# Start of Records shown

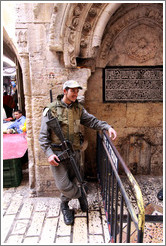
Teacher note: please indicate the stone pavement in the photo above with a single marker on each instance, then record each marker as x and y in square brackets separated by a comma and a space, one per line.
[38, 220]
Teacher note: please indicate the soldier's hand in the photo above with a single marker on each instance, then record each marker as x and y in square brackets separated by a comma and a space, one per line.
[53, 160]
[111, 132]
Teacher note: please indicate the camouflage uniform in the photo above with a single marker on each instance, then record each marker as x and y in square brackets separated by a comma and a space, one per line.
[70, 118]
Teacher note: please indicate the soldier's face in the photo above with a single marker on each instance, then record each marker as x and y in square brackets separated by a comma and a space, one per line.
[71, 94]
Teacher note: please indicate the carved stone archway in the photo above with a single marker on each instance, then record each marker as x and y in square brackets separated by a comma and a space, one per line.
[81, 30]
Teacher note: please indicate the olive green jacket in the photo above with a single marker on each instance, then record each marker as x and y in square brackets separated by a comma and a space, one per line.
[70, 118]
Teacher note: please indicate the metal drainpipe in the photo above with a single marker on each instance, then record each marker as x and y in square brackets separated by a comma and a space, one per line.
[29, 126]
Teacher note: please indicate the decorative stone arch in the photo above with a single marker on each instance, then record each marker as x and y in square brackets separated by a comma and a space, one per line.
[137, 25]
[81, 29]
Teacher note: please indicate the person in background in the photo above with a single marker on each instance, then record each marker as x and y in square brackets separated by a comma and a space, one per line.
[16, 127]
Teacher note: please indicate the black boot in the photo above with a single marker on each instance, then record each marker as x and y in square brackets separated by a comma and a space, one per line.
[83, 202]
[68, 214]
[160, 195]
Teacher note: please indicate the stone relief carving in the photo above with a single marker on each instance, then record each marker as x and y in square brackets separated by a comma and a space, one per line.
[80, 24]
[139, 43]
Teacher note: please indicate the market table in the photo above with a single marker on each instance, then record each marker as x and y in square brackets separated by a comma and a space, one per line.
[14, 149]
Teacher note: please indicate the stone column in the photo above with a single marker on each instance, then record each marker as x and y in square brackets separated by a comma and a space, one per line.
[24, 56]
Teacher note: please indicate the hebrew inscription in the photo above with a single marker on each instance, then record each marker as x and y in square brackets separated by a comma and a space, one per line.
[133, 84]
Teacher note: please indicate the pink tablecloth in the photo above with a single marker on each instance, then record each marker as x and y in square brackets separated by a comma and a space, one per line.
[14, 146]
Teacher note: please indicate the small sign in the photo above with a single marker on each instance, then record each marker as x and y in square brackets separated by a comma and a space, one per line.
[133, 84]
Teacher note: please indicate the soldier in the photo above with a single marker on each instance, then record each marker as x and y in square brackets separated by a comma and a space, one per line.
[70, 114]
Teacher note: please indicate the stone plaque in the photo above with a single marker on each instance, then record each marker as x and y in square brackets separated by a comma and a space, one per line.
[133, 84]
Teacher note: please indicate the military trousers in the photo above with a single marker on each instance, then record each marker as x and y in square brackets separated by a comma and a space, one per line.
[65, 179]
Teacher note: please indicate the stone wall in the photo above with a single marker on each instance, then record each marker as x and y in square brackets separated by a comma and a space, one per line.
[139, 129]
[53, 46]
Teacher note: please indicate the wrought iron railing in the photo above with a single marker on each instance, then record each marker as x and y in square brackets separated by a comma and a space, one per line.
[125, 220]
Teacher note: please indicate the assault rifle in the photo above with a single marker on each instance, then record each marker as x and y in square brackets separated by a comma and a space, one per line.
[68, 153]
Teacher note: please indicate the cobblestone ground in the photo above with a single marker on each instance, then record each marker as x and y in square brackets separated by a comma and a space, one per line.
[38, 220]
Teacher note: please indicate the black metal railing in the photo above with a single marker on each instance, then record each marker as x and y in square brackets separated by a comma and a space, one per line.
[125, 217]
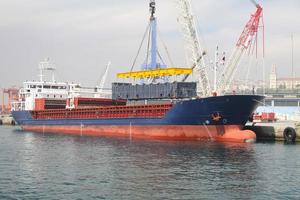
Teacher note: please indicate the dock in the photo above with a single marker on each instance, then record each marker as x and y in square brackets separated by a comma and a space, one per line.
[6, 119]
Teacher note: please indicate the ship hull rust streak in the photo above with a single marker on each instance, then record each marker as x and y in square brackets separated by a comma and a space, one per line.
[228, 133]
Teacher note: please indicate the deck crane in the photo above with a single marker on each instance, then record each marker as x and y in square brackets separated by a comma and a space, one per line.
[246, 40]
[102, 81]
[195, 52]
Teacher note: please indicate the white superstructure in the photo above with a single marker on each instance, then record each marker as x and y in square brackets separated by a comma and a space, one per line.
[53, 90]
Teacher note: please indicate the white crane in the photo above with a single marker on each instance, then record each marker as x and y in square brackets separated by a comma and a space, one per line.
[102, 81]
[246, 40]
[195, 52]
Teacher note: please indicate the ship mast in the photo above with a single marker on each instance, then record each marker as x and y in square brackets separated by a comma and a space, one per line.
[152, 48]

# End of Records shown

» **Stated goal**
Set down every entry word for word, but omit the pictures.

» **Answer to this exercise**
Teacher note: please indicate the stone pavement in the photo above with a single marker on each instance, then record each marker as x and y in square brackets separated by a comma and a space, one per line.
[38, 220]
Teacher note: please indicate the soldier's hand in the photo above with a single marker on each instance, then record each marker as x and y in square brackets separated by a comma and a space, one per line.
[53, 160]
[111, 132]
Teacher note: please indicate the camouflage uniform in the photo above with a single marker on each instance, then record each marker as x and y in square brackets separated by a comma and a space, one per line.
[70, 118]
Teacher note: please indicate the soldier's face in the photo above with a single marker on each instance, then record each marker as x and y in square brackets separated by a comma and a space, one per line.
[71, 94]
Teacher note: please indicate the carved stone archway in the photo above with a single marker on each instance, then record each marker as x and y in square brackets separated by a comma and a space, one per line.
[81, 30]
Teacher note: please indicate the olive green jacket in the photo above with a single marker on each instance, then record each marker as x and y in square brackets separated by a comma and a space, one per line.
[70, 118]
Teacher note: please indicate the metal drainpipe in the photo above with a single marker on each instance, then record each marker as x and y in square brackets separated by a comma and a space, one per line.
[29, 126]
Teacher note: please indicate the decorative stone arch in the photo above with a single marker on each instance, then record each marker as x and y in square brackets separated by a comma and a space, one per line.
[137, 25]
[81, 29]
Teacher note: please indicate the person in background in the photo above with a single marker on each instance, then record each marker as x and y in square brackets separated by a comma and a space, one per line.
[16, 127]
Teacher note: please indicate the black boot in the photo above with a single marker on each instance, then record each marker as x and y in square brackets separated by a comma and a space, one per line.
[83, 202]
[68, 214]
[160, 195]
Teacher note: please indicate the stone relief carving in the photo above with a single marker on each instance, then record each marker as x and y in square brackets separated by a comma and a space, one per line.
[80, 24]
[139, 43]
Teacher note: please indicate the market table in the photo above with a single marker on each instance, then record each marker as x and y in square brackets separated by a comma and a space, one per line.
[14, 149]
Teacher note: please indicate the stone column in the photo above with a single marker on each instance, then record each marker as x and y in square brackets separated by a comma and a space, one per line.
[24, 56]
Teacher note: please indicate the hebrew inscription in the photo above with a single marker on each instance, then record each marker as x and y in square brackets separated by a comma and a space, one per line.
[133, 84]
Teacher note: please indicate the pink tablecloth in the photo above with a single marker on each instance, then record each marker as x and y in square brackets separated by a comma and a space, one per line.
[14, 146]
Teacher note: please indicate the small sign in the photo above with a single marker on each instance, then record each marker as x and y in square brackets separated by a comma and a space, one per line.
[133, 84]
Teacher note: please indicate the soldier in the photo above with a single marker on each instance, then record each marker as x and y in square brackets separated by a comma and a space, one per line.
[70, 114]
Teacher note: please indicate the stone plaque in the photo above with a single marker on each instance, then record each marker as x and y in square brackets separated by a comma and a space, one per line.
[133, 84]
Teacher note: please indicate the military trousers in the photo above with a single marker on each instance, then record each marker as x and y in square brackets separated by a comma and a space, one per line.
[65, 179]
Teacher note: please indicate the stone wall in the photo above with a single marker on each instance, then record each marker as x and y in square brackets separated by a comma and a space, one per line.
[139, 129]
[53, 46]
Teacher note: please indicate the wrought iron railing in the photo above with a single marker on each instance, then record each marker as x and y in square brackets separated by a comma and a space, one per line.
[125, 220]
Teacher note: please indicate the assault rifle in the photo above with a single marker on each instance, then record each marker as x and y in square brackets separated by a comma and a space, one per line.
[68, 153]
Teacher note: please indicate the cobblestone ground in the photo above with a single marker on each instance, then record each marker as x and y in square brackets separated by a comma and a space, one per line.
[38, 220]
Teacher note: please indicate the black metal railing in the photo above with a single marker on each instance, then record each marker as x and y in square brackets separated by a comma and a space, one per line.
[125, 217]
Teacher note: please indicate the dock in the photo above with a single marker on each instance, then record each marker as x and y in square brackets separated by a comma and a space, one per line.
[6, 119]
Teacher note: please indicate the ship hull rust streak in the photo above with a single marker on each instance, then record each marker as x and y in square brackets separated by a comma and a space, one per line.
[228, 133]
Teacher note: please indicate the deck crane in the photo above with a single marker on each instance, then record each marker as x and y in square brackets separated by a comma and a space, one per line.
[246, 40]
[102, 81]
[195, 52]
Teacher note: please indicate the white superstructure in the photo above with a single marker on each instance, then record each marker as x and y in square brackets separated by a comma and a space, one per line.
[53, 90]
Teacher note: please indicate the white crane in the photo above with a single marker on each instance, then record each marker as x and y in square brackets separated by a comma and a space, one per line.
[102, 81]
[246, 40]
[195, 52]
Teacher note: please indicate the ship mast in the photo above with a single marker on each instance, then record each marker as x and y in square brackets separated by a comma and a space, one per line.
[152, 48]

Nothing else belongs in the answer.